[TASKS TO COMPLETE]
**A)** Give each soloist named in the Elijah concert announcement along with the voice type it lists for them.
**B)** Pick up the Elijah concert announcement after its final sentence and write the next few sentences.

***** QUOTED TEXT

MAESTRO JAMES LEVINE AND THE BOSTON SYMPHONY ORCHESTRA PERFORM
MENDELSSOHN’S ELIJAH AT CARNEGIE HALL ON APRIL 5

Soloists Include Christine Brewer, Stephanie Blythe,
Aleksandrs Antonenko, and Shenyang

Music Director James Levine and the Boston Symphony Orchestra return to Stern Auditorium/Perelman Stage on Monday, April 5, at 8:00 p.m. to perform Mendelssohn’s powerful oratorio, Elijah, in the orchestra’s fourth and final appearance of Carnegie Hall’s 2009–2010 season. Soprano Christine Brewer, mezzo-soprano Stephanie Blythe, tenor Aleksandrs Antonenko, and bass-baritone Shenyang are soloists for this performance which also features the Tanglewood Festival Chorus. The performances of Elijah in Boston and at Carnegie Hall mark the beginning of the Tanglewood Festival Chorus’s 40th anniversary celebration as the Boston Symphony Orchestras chorus. The Boston Symphony has performed Elijah only two times during its 129-year history. Seiji Ozawa led the orchestra's most recent performances of Elijah at Symphony Hall and Tanglewood in 1980, ninety-one years after the BSO's first performance of the work in 1889, in Pittsburgh, under the direction of J.P. McCullum.

**********
***** DATA SECTION

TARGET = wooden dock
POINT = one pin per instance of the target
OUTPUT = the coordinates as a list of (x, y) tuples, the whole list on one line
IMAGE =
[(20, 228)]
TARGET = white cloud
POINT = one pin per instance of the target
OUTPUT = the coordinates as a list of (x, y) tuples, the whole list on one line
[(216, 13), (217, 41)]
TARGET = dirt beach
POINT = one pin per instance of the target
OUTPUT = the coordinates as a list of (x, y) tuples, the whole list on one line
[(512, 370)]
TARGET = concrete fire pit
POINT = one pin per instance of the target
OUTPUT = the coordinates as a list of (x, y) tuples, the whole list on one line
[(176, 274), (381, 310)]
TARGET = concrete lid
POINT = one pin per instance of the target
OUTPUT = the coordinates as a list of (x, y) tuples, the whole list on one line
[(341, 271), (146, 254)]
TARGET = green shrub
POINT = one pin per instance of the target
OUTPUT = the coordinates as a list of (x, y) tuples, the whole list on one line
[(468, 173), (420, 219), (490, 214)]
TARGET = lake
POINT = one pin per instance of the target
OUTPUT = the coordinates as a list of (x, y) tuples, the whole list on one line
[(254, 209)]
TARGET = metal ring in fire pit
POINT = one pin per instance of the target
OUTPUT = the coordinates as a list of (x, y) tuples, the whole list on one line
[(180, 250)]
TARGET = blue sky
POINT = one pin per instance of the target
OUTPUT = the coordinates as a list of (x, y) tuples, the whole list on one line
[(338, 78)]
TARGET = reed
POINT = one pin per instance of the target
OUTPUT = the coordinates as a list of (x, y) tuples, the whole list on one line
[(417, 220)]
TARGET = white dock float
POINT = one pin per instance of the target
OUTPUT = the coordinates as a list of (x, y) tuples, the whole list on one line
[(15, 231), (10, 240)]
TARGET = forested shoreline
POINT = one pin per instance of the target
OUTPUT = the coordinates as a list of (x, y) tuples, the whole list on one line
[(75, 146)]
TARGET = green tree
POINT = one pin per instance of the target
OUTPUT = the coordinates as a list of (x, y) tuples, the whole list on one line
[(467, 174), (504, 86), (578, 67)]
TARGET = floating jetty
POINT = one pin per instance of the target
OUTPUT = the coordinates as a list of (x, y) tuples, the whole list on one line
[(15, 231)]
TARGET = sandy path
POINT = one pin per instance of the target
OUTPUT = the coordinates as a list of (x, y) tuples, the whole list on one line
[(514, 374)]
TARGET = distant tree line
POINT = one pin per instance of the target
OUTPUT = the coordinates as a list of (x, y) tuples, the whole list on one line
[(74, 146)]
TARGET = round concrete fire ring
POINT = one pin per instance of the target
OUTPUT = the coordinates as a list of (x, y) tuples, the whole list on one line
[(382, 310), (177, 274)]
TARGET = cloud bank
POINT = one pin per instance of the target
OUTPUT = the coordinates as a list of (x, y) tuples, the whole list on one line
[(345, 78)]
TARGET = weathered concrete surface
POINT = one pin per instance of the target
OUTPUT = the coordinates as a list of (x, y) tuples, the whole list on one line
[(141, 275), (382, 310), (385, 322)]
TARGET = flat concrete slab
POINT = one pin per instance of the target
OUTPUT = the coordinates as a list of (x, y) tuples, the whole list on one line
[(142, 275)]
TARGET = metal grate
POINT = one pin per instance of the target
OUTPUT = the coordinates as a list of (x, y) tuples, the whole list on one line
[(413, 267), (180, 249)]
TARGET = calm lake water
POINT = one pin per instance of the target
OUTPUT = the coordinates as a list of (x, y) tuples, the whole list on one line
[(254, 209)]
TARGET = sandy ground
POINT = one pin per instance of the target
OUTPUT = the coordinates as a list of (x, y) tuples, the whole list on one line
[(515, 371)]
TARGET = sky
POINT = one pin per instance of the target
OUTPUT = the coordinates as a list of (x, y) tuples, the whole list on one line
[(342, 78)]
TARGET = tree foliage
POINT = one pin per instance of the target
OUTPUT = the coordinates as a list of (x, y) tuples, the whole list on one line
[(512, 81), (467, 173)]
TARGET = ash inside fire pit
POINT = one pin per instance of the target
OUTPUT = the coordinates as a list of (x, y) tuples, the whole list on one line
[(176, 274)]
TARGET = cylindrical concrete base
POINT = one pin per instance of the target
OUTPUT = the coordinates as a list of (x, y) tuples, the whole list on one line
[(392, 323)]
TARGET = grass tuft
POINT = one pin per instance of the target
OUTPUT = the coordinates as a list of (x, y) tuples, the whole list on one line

**********

[EXERCISE RESPONSES]
**A)**
Christine Brewer, soprano
Stephanie Blythe, mezzo-soprano
Aleksandrs Antonenko, tenor
Shenyang, bass-baritone

**B)**
Artist Information
Grammy Award-winning American soprano Christine Brewer’s appearances in opera, concert, and recital are marked with her own unique timbre, which combined with her range, golden tone, boundless power, and control make her a favorite of the stage as well as a sought-after recording artist. Highlights of Ms. Brewer’s 2009-10 season include performances with the New World Symphony and Michael Tilson Thomas, the Dallas Symphony and Jaap van Zweden, and excerpts from Wagner operas with the BBC Philharmonic and Donald Runnicles, as well as appearances with the Scottish Symphony Orchestra, the Saint Louis Symphony Orchestra, and at the Ravinia Festival. This season also brings a highly anticipated reprisal of Ms. Brewer’s critically acclaimed portrayal of Lady Billows in Albert Herring at the Santa Fe Opera. An avid recitalist, Ms. Brewer will be heard on the stages throughout North America in venues such as Cal Performances, Spivey Hall, University Musical Society, the Schubert Club, the Baldwin-Wallace Art Song Festival, and in a presentation by the Los Angeles Philharmonic among others.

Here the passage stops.